= INFORMATION =
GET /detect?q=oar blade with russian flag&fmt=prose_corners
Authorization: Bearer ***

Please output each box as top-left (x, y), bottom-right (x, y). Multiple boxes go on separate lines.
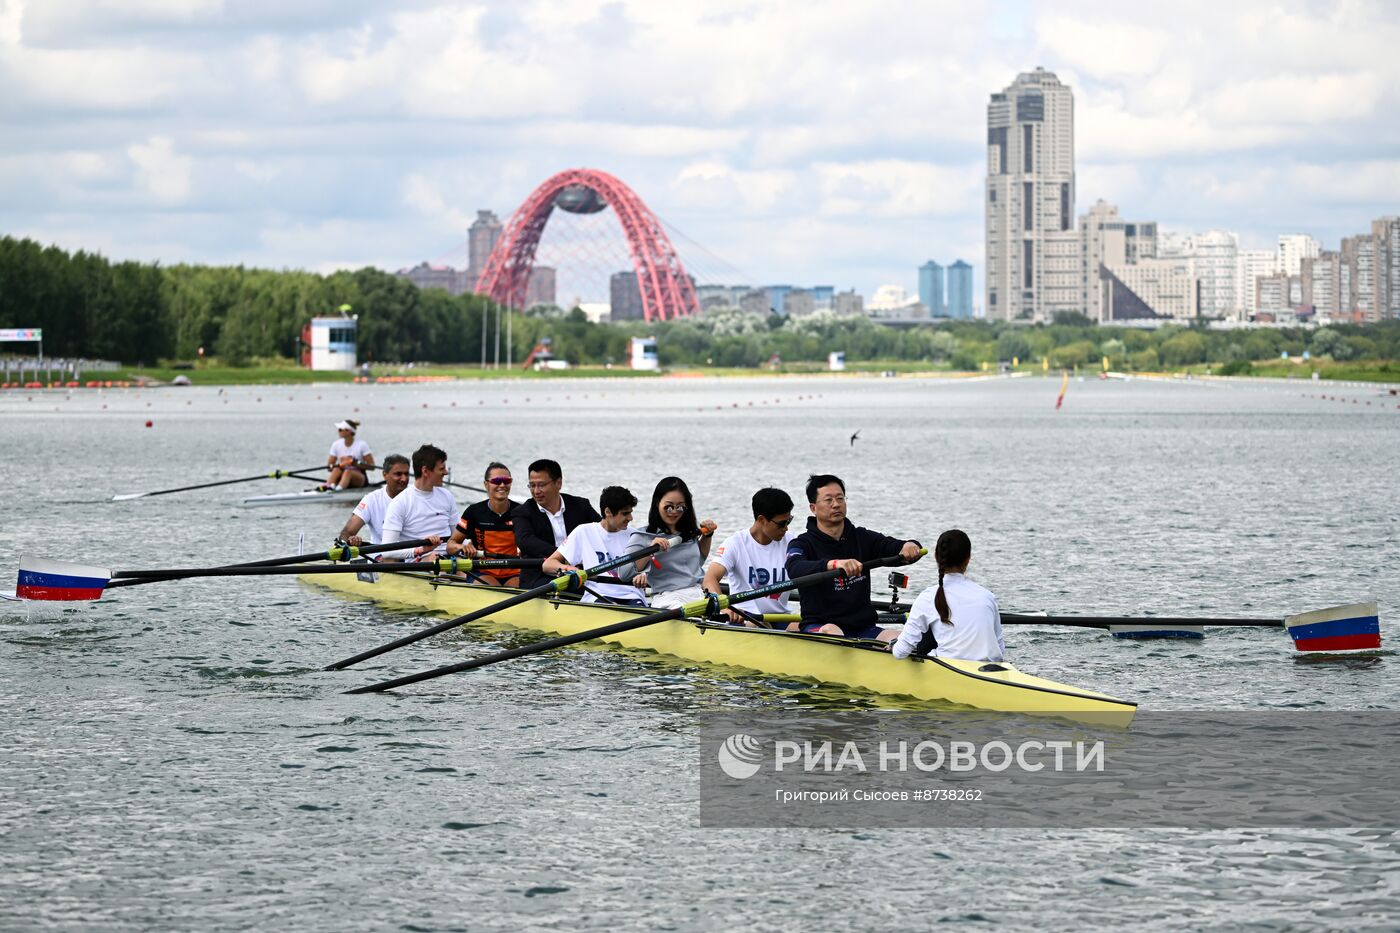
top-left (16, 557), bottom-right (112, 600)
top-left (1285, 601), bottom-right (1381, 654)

---

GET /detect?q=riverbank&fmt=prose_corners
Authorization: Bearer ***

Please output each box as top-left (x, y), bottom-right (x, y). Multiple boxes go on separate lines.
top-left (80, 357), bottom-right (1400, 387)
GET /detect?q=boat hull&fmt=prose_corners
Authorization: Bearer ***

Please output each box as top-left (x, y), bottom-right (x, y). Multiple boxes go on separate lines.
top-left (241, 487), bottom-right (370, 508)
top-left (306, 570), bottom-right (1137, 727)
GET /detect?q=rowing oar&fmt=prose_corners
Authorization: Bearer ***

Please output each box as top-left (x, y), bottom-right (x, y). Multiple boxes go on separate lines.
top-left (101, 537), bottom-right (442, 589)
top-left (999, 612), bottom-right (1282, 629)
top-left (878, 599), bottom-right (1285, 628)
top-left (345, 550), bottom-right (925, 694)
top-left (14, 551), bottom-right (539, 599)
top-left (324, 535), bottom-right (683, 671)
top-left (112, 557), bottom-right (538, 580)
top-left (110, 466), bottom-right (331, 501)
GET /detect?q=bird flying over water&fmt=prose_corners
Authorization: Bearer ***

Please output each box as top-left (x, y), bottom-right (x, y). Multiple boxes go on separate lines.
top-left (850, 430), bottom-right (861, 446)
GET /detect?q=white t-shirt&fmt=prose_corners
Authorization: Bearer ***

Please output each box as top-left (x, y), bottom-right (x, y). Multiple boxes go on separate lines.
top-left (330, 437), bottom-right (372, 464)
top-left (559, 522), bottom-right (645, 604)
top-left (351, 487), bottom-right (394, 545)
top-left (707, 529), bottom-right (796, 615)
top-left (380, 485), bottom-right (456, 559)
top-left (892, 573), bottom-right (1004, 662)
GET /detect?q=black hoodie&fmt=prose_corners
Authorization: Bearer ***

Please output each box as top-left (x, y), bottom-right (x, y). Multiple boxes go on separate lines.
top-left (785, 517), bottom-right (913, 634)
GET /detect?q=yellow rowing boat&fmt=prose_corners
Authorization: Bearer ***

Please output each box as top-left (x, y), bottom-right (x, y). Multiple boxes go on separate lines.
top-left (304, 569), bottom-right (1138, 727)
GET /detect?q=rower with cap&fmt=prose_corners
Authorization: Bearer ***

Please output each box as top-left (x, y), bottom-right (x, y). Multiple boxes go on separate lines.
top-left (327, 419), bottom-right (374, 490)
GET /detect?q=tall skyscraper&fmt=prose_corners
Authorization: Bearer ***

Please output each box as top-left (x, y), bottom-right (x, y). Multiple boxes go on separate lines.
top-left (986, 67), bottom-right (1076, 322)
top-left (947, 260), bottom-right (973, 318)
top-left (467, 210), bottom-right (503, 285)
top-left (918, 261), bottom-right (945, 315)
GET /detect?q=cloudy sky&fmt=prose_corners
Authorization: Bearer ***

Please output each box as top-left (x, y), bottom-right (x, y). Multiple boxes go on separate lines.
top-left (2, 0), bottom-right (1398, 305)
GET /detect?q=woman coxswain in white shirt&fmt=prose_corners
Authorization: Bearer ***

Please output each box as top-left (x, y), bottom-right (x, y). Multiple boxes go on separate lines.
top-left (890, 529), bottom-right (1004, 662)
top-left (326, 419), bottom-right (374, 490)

==

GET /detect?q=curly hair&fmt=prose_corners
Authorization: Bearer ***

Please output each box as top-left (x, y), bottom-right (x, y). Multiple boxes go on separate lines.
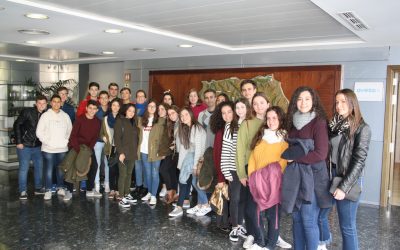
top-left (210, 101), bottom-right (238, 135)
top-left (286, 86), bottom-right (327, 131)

= ASSIGNMENT =
Count how many lines in the listing contain the string "boat". Only that number should be given.

= WRITTEN ANSWER =
2